> _Göreviniz_
Aşağıdaki kayıtların tümünü, her kayıt için bir satır olacak şekilde "metin" ve "yanıt" sütunlarından oluşan iki sütunlu bir CSV olarak verin. Kaydın metnini ve yanıtını, satır sonlarını boşluğa çevirerek her biri çift tırnak içindeki tek bir alana yazın.

> _Bir derlemeden alınmış kayıtlar_
________________________

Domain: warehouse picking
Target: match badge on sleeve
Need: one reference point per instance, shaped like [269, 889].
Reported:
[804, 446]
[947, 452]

________________________

> _Alıştırmanın cevabı_
metin,yanıt
"Domain: warehouse picking Target: match badge on sleeve Need: one reference point per instance, shaped like [269, 889]. Reported:","[804, 446] [947, 452]"